Tambahkan 18 pada setiap angka koordinat dalam jawaban, lalu tulis ulang semua baris mulai dari baris yang memuat "indicate: shrub" sampai akhir rekaman, termasuk baris permintaannya. Angka pada permintaan dan pada contoh formatnya dibiarkan tetap.

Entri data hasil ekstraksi
===

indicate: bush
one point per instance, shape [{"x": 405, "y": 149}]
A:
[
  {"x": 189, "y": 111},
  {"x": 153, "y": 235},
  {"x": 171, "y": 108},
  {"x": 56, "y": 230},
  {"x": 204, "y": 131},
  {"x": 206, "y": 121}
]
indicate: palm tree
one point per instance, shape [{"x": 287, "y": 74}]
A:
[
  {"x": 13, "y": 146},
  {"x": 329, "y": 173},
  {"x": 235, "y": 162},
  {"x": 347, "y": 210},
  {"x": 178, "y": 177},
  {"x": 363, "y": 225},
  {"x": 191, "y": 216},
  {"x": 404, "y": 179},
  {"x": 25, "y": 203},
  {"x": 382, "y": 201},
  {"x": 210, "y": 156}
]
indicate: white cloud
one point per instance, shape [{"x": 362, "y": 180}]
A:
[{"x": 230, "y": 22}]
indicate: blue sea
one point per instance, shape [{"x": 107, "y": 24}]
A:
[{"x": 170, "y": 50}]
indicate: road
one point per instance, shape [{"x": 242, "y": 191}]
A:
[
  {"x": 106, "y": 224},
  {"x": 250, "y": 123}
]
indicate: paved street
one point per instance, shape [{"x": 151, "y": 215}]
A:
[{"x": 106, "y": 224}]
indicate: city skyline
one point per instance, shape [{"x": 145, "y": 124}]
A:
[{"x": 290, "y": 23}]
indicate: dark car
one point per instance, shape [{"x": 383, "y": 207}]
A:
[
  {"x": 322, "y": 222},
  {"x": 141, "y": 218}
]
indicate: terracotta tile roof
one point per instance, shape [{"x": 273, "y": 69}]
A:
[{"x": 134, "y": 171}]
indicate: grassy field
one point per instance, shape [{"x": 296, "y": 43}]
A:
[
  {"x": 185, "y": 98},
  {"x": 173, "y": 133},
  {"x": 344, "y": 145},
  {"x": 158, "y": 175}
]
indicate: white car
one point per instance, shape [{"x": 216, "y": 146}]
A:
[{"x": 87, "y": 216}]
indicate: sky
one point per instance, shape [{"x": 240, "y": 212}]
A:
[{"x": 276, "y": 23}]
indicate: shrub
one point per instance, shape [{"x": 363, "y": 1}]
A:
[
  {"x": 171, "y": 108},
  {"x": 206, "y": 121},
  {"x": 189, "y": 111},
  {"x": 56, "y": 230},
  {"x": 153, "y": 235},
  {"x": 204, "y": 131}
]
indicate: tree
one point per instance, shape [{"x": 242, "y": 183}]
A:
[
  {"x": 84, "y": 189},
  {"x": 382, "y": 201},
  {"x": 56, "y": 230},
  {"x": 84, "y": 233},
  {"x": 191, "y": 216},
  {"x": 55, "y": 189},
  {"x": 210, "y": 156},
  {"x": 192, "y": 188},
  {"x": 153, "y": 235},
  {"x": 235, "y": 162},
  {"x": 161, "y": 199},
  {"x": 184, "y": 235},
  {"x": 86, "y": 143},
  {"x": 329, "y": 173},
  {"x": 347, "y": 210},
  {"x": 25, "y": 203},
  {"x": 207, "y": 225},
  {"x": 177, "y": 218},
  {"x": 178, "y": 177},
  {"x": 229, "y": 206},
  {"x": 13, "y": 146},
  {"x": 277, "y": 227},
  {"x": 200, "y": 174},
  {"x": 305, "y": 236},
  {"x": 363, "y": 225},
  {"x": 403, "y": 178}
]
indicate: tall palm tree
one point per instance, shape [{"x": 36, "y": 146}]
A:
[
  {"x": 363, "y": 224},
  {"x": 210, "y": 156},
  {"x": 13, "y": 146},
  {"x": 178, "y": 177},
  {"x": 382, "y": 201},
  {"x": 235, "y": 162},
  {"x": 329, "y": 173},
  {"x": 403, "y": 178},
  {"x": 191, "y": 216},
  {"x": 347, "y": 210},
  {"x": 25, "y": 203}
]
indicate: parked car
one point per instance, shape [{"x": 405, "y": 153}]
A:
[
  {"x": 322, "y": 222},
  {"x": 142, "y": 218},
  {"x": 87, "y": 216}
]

===

→ JAWABAN:
indicate: shrub
one point per instance, shape [{"x": 363, "y": 1}]
A:
[
  {"x": 189, "y": 126},
  {"x": 224, "y": 139},
  {"x": 207, "y": 129},
  {"x": 74, "y": 248},
  {"x": 171, "y": 253},
  {"x": 222, "y": 149}
]
indicate: tree
one point per instance, shape [{"x": 242, "y": 183}]
A:
[
  {"x": 102, "y": 207},
  {"x": 400, "y": 219},
  {"x": 74, "y": 248},
  {"x": 102, "y": 251},
  {"x": 209, "y": 234},
  {"x": 73, "y": 207},
  {"x": 228, "y": 174},
  {"x": 210, "y": 206},
  {"x": 171, "y": 253},
  {"x": 253, "y": 180},
  {"x": 179, "y": 217},
  {"x": 202, "y": 253},
  {"x": 104, "y": 161},
  {"x": 347, "y": 191},
  {"x": 365, "y": 228},
  {"x": 43, "y": 221},
  {"x": 225, "y": 243},
  {"x": 195, "y": 236},
  {"x": 196, "y": 195},
  {"x": 247, "y": 224},
  {"x": 31, "y": 164},
  {"x": 295, "y": 245},
  {"x": 218, "y": 192},
  {"x": 323, "y": 254},
  {"x": 381, "y": 243},
  {"x": 421, "y": 196}
]
indicate: tall palm tree
one point per instance, shape [{"x": 36, "y": 146}]
A:
[
  {"x": 381, "y": 242},
  {"x": 228, "y": 174},
  {"x": 31, "y": 164},
  {"x": 196, "y": 195},
  {"x": 400, "y": 219},
  {"x": 253, "y": 180},
  {"x": 347, "y": 191},
  {"x": 421, "y": 196},
  {"x": 209, "y": 234},
  {"x": 365, "y": 228},
  {"x": 43, "y": 221}
]
indicate: parked car
one point per instance, shape [{"x": 405, "y": 153}]
A:
[
  {"x": 340, "y": 240},
  {"x": 160, "y": 236},
  {"x": 105, "y": 234}
]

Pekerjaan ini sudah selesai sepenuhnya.